━━ Record excerpts

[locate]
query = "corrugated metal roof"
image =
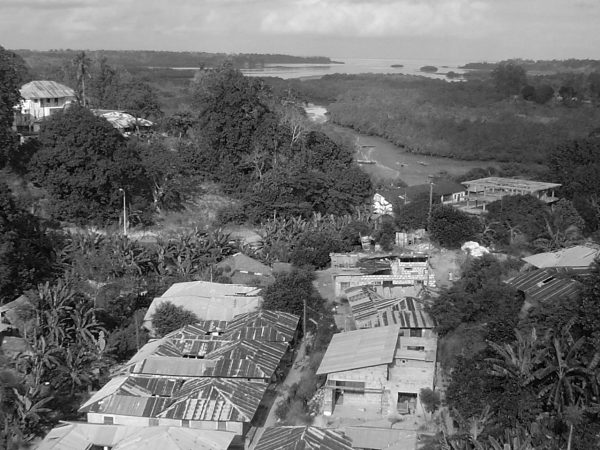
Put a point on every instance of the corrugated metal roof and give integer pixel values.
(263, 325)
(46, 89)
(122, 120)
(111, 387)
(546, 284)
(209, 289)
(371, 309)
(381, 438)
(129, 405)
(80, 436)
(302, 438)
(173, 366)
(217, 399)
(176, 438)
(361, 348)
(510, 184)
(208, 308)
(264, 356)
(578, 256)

━━━━

**Task brief:** What the reply must contain is an exact transcription of the data above and none of its pictures.

**Written solution:**
[locate]
query = "corrugated metal roof"
image =
Put a point on every instance of the corrugated metal roof and give integer pixel values.
(263, 325)
(46, 89)
(122, 120)
(111, 387)
(546, 284)
(209, 289)
(371, 309)
(381, 438)
(129, 405)
(80, 436)
(302, 438)
(173, 366)
(217, 399)
(176, 438)
(361, 348)
(510, 184)
(208, 308)
(264, 356)
(578, 256)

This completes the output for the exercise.